Data supplied:
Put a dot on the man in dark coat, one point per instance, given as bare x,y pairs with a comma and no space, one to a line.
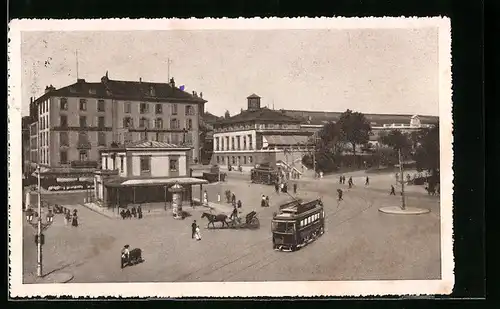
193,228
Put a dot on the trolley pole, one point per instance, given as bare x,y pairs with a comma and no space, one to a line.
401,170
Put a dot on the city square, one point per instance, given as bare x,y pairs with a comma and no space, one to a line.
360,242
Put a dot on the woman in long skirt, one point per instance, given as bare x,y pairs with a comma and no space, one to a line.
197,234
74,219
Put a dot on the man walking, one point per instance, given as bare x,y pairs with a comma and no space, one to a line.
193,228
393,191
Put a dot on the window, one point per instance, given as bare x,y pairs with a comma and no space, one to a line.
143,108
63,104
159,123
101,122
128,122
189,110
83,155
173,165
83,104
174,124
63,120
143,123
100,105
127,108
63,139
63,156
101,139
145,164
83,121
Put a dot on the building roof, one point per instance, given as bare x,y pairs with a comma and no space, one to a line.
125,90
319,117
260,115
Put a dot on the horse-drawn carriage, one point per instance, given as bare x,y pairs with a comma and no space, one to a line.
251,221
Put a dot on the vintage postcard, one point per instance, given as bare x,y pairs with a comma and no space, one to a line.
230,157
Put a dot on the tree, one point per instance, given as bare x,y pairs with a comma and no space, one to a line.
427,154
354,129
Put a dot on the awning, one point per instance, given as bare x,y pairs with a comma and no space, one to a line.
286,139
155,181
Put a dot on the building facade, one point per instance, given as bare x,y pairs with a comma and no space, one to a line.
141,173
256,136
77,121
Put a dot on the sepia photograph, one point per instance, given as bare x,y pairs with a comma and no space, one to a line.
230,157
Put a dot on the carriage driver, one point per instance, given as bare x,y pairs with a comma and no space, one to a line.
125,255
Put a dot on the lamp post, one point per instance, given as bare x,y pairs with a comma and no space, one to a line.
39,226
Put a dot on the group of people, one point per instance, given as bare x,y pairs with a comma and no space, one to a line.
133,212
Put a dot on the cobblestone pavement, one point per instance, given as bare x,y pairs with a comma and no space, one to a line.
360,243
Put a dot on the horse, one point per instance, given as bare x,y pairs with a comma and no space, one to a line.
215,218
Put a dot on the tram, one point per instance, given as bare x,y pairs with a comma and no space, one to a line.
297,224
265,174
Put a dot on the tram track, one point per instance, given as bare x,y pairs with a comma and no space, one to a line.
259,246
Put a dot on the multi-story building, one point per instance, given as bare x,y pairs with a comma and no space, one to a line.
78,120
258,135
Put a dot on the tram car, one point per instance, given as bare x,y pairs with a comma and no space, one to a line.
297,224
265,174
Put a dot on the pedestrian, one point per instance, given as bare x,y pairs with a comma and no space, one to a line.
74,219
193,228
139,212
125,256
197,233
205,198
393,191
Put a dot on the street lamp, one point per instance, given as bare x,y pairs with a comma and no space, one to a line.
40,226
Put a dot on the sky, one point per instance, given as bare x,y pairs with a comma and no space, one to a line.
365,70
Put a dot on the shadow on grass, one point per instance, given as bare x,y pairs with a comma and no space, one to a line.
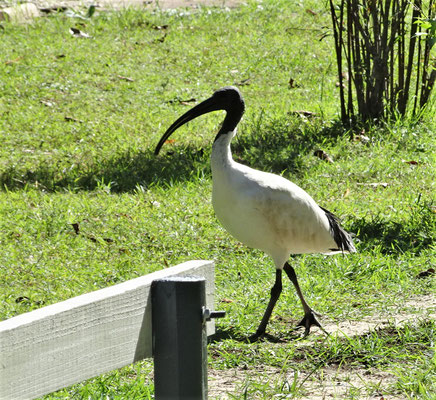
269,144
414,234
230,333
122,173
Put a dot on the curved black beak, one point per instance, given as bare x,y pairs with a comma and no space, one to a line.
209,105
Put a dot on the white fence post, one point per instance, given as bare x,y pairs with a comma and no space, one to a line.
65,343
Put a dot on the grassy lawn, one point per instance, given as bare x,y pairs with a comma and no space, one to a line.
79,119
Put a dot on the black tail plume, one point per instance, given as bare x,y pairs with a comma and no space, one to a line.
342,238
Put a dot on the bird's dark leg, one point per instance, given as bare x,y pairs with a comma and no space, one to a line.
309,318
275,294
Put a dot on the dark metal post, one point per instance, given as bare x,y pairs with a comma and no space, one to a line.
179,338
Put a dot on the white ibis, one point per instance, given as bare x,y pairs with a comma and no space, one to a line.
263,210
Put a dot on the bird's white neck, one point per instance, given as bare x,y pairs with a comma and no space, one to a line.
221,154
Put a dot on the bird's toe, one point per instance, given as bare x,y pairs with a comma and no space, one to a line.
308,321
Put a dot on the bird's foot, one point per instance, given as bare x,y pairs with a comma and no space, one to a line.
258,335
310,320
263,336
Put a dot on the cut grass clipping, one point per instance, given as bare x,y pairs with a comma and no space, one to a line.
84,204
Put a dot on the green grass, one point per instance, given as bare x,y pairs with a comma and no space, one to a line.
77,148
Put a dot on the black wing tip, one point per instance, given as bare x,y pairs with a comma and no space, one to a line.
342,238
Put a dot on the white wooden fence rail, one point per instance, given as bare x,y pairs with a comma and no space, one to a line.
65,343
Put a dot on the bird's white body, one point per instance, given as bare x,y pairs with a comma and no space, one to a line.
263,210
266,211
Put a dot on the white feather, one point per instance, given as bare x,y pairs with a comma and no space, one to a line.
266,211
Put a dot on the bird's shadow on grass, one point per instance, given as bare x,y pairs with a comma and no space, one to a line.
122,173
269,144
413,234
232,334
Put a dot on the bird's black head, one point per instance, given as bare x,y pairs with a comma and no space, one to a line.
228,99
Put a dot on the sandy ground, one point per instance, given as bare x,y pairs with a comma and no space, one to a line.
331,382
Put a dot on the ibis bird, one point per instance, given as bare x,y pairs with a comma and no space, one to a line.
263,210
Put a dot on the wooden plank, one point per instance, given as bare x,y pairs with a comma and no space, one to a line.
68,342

What is being asked: Lay out the records from the line containing "Put a dot on the white wooden" through the end of the records as a two-column CSV headed instruction and points, one row per record holding its text and its answer. Quote each field and replace any line breaks inside a field with spaces.

Written solution:
instruction,points
"Put a dot on the white wooden fence rail, one point per instance, given as bare x,y pairs with a comma and no space, one to a line.","65,343"
"Put a dot on the bird's white body, one point per instance, given as bare x,y pairs with a comma and no space, one to a line.","263,210 266,211"
"Put a dot on the white feather, one point per instance, given as bare x,y pairs with a comma and no space, one to a line.","266,211"
"Put a dot on the bird's shadow on grass, one point per instance, given as bare x,y pairs with a comma and no space, one to a line.","122,173 269,144 413,234 232,334"
"Put a dot on the bird's black head, one point per instance, given as bare x,y pairs with a comma and no space, one to a line.","228,99"
"Put a dot on the sandy ground, one point per instance, given as bare x,y pairs with a comma and no space, one to a line.","331,382"
"Put a dot on the ibis bird, one point per instance, given as bare x,y pairs with a comma and no space, one to a line.","263,210"
"Put a dot on the wooden plank, one point per instance, given as bare x,y pairs with a comma and no space, one to a line.","68,342"